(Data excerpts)
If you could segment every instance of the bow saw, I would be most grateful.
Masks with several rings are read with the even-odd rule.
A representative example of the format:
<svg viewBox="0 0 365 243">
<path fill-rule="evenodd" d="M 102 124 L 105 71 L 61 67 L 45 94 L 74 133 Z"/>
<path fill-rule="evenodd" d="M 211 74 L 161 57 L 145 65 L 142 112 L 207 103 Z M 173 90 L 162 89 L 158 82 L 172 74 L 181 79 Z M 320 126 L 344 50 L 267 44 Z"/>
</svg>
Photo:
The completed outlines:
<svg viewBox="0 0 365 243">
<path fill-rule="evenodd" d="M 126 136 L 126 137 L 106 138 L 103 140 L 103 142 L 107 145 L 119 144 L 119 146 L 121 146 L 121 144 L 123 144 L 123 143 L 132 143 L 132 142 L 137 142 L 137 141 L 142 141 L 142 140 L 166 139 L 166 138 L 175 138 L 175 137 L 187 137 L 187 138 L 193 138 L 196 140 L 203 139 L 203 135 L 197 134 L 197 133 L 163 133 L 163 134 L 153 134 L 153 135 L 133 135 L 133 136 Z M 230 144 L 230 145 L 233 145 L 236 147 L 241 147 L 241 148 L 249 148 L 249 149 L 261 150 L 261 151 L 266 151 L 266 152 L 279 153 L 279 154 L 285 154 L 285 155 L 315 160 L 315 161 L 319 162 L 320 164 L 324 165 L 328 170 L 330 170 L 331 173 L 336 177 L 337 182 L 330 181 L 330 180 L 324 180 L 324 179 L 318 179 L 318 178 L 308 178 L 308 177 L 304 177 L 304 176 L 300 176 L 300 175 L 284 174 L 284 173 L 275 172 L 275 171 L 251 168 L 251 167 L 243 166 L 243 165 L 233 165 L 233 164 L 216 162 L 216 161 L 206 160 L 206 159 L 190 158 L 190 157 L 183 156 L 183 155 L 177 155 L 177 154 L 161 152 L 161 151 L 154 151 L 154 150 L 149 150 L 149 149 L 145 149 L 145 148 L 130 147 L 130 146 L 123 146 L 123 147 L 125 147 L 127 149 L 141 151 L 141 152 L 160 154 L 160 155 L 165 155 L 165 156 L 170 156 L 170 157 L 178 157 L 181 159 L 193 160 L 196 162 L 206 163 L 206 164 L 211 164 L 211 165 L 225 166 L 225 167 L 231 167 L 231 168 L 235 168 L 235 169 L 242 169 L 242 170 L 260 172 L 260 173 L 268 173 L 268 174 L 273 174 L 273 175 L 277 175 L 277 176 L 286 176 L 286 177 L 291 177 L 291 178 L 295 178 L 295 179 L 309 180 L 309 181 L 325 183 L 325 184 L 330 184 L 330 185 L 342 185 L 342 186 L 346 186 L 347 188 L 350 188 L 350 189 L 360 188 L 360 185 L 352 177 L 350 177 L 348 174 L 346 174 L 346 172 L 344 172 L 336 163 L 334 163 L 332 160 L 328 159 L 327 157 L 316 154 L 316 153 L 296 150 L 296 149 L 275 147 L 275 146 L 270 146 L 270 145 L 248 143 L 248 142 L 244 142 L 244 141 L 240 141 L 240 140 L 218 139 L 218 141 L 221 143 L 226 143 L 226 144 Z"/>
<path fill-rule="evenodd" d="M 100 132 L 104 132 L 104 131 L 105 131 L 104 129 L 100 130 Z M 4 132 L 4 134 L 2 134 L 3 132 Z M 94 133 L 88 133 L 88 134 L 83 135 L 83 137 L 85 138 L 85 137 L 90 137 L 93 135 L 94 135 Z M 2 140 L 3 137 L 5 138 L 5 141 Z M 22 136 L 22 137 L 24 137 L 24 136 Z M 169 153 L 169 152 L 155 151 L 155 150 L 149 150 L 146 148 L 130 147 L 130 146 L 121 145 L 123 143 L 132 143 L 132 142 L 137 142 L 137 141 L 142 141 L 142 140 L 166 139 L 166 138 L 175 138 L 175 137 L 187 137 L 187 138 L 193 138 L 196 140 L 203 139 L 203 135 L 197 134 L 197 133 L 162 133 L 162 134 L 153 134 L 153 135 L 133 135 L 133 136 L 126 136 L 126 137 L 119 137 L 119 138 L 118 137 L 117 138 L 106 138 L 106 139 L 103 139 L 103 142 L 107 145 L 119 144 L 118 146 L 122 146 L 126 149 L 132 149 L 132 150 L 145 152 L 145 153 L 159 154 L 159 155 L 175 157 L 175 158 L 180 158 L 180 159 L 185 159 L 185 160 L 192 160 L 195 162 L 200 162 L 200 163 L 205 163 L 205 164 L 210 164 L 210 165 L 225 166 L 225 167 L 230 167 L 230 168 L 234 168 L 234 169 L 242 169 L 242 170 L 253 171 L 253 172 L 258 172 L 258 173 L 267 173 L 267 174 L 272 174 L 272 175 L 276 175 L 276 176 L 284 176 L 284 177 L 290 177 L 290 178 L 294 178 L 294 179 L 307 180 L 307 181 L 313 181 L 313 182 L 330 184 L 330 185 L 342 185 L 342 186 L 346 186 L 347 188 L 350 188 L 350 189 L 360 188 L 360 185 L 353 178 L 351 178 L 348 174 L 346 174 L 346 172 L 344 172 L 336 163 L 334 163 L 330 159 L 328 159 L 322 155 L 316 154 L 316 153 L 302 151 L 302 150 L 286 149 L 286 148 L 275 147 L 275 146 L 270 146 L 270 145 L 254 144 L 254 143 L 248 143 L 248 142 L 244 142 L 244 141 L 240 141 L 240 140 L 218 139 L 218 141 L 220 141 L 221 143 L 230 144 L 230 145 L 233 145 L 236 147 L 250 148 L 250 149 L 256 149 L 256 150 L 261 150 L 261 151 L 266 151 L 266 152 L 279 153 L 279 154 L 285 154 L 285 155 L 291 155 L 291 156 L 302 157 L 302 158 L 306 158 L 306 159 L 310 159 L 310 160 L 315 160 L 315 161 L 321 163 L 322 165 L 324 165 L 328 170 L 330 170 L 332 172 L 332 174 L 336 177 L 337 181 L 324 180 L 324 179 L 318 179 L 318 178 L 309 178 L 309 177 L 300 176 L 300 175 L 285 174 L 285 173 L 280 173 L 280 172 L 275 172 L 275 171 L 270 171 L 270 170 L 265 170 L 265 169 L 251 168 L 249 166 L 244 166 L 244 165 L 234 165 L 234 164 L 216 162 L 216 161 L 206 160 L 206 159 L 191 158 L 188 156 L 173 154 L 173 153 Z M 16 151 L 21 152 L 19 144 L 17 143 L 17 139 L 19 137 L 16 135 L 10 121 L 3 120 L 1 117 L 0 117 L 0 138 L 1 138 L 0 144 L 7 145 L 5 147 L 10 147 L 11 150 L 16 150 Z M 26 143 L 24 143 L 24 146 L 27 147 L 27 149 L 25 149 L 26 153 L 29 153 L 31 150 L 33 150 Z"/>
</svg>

PROBLEM REQUIREMENTS » Reproduce the entries above exactly.

OUTPUT OF THE EXERCISE »
If you could segment every instance of the bow saw, I would be most grateful.
Masks with several rings are read with the even-odd rule.
A representative example of the format:
<svg viewBox="0 0 365 243">
<path fill-rule="evenodd" d="M 102 124 L 105 71 L 61 67 L 45 94 L 74 133 Z"/>
<path fill-rule="evenodd" d="M 211 74 L 161 57 L 145 65 L 142 112 L 207 103 Z M 173 90 L 162 89 L 158 82 L 172 74 L 181 79 Z M 320 126 L 344 50 L 267 44 Z"/>
</svg>
Photo:
The completed outlines:
<svg viewBox="0 0 365 243">
<path fill-rule="evenodd" d="M 126 136 L 126 137 L 106 138 L 103 140 L 103 142 L 107 145 L 119 144 L 119 146 L 121 146 L 121 144 L 123 144 L 123 143 L 132 143 L 132 142 L 137 142 L 137 141 L 142 141 L 142 140 L 166 139 L 166 138 L 175 138 L 175 137 L 187 137 L 187 138 L 193 138 L 196 140 L 203 139 L 203 135 L 197 134 L 197 133 L 163 133 L 163 134 L 153 134 L 153 135 L 133 135 L 133 136 Z M 230 144 L 230 145 L 233 145 L 236 147 L 241 147 L 241 148 L 249 148 L 249 149 L 261 150 L 261 151 L 266 151 L 266 152 L 279 153 L 279 154 L 285 154 L 285 155 L 315 160 L 315 161 L 319 162 L 320 164 L 324 165 L 328 170 L 330 170 L 331 173 L 336 177 L 337 182 L 330 181 L 330 180 L 324 180 L 324 179 L 318 179 L 318 178 L 308 178 L 308 177 L 304 177 L 304 176 L 300 176 L 300 175 L 284 174 L 284 173 L 275 172 L 275 171 L 251 168 L 251 167 L 243 166 L 243 165 L 233 165 L 233 164 L 216 162 L 216 161 L 206 160 L 206 159 L 190 158 L 190 157 L 183 156 L 183 155 L 177 155 L 177 154 L 161 152 L 161 151 L 154 151 L 154 150 L 149 150 L 149 149 L 145 149 L 145 148 L 130 147 L 130 146 L 123 146 L 123 147 L 125 147 L 127 149 L 141 151 L 141 152 L 160 154 L 160 155 L 165 155 L 165 156 L 170 156 L 170 157 L 178 157 L 181 159 L 193 160 L 196 162 L 206 163 L 206 164 L 211 164 L 211 165 L 225 166 L 225 167 L 231 167 L 231 168 L 235 168 L 235 169 L 242 169 L 242 170 L 260 172 L 260 173 L 268 173 L 268 174 L 273 174 L 273 175 L 277 175 L 277 176 L 286 176 L 286 177 L 291 177 L 291 178 L 295 178 L 295 179 L 309 180 L 309 181 L 325 183 L 325 184 L 330 184 L 330 185 L 342 185 L 342 186 L 346 186 L 347 188 L 350 188 L 350 189 L 360 188 L 360 185 L 352 177 L 350 177 L 348 174 L 346 174 L 346 172 L 344 172 L 336 163 L 334 163 L 332 160 L 328 159 L 327 157 L 316 154 L 316 153 L 296 150 L 296 149 L 275 147 L 275 146 L 270 146 L 270 145 L 248 143 L 248 142 L 244 142 L 244 141 L 240 141 L 240 140 L 218 139 L 218 141 L 221 143 L 226 143 L 226 144 Z"/>
<path fill-rule="evenodd" d="M 100 132 L 104 132 L 104 131 L 105 131 L 104 129 L 100 130 Z M 4 132 L 4 134 L 2 134 L 3 132 Z M 94 133 L 88 133 L 88 134 L 83 135 L 83 137 L 85 138 L 85 137 L 90 137 L 93 135 L 94 135 Z M 2 140 L 3 137 L 5 138 L 5 141 Z M 22 136 L 22 137 L 24 137 L 24 136 Z M 169 153 L 169 152 L 155 151 L 155 150 L 149 150 L 146 148 L 130 147 L 130 146 L 121 145 L 123 143 L 132 143 L 132 142 L 137 142 L 137 141 L 142 141 L 142 140 L 166 139 L 166 138 L 175 138 L 175 137 L 187 137 L 187 138 L 193 138 L 196 140 L 203 139 L 203 135 L 197 134 L 197 133 L 162 133 L 162 134 L 153 134 L 153 135 L 133 135 L 133 136 L 126 136 L 126 137 L 119 137 L 119 138 L 118 137 L 117 138 L 106 138 L 106 139 L 103 139 L 103 142 L 107 145 L 119 144 L 118 146 L 122 146 L 126 149 L 132 149 L 132 150 L 145 152 L 145 153 L 159 154 L 159 155 L 175 157 L 175 158 L 180 158 L 180 159 L 185 159 L 185 160 L 192 160 L 195 162 L 200 162 L 200 163 L 205 163 L 205 164 L 210 164 L 210 165 L 225 166 L 225 167 L 230 167 L 230 168 L 234 168 L 234 169 L 242 169 L 242 170 L 253 171 L 253 172 L 258 172 L 258 173 L 267 173 L 267 174 L 272 174 L 272 175 L 276 175 L 276 176 L 284 176 L 284 177 L 290 177 L 290 178 L 294 178 L 294 179 L 307 180 L 307 181 L 313 181 L 313 182 L 330 184 L 330 185 L 342 185 L 342 186 L 346 186 L 347 188 L 350 188 L 350 189 L 360 188 L 360 185 L 353 178 L 351 178 L 348 174 L 346 174 L 346 172 L 344 172 L 336 163 L 334 163 L 330 159 L 328 159 L 322 155 L 316 154 L 316 153 L 302 151 L 302 150 L 286 149 L 286 148 L 275 147 L 275 146 L 270 146 L 270 145 L 254 144 L 254 143 L 248 143 L 248 142 L 244 142 L 244 141 L 240 141 L 240 140 L 218 139 L 218 141 L 220 141 L 221 143 L 230 144 L 230 145 L 233 145 L 236 147 L 250 148 L 250 149 L 256 149 L 256 150 L 261 150 L 261 151 L 266 151 L 266 152 L 279 153 L 279 154 L 285 154 L 285 155 L 291 155 L 291 156 L 302 157 L 302 158 L 306 158 L 306 159 L 310 159 L 310 160 L 315 160 L 315 161 L 321 163 L 322 165 L 324 165 L 328 170 L 330 170 L 332 172 L 332 174 L 336 177 L 337 181 L 324 180 L 324 179 L 318 179 L 318 178 L 309 178 L 309 177 L 300 176 L 300 175 L 285 174 L 285 173 L 280 173 L 280 172 L 275 172 L 275 171 L 270 171 L 270 170 L 265 170 L 265 169 L 251 168 L 249 166 L 244 166 L 244 165 L 234 165 L 234 164 L 216 162 L 216 161 L 206 160 L 206 159 L 191 158 L 188 156 L 173 154 L 173 153 Z M 16 151 L 21 152 L 19 144 L 17 143 L 17 139 L 19 137 L 16 135 L 10 121 L 3 120 L 1 117 L 0 117 L 0 138 L 1 138 L 0 144 L 7 145 L 5 147 L 10 147 L 11 150 L 16 150 Z M 26 143 L 24 143 L 24 146 L 27 147 L 27 149 L 25 149 L 26 153 L 29 153 L 31 150 L 33 150 Z"/>
</svg>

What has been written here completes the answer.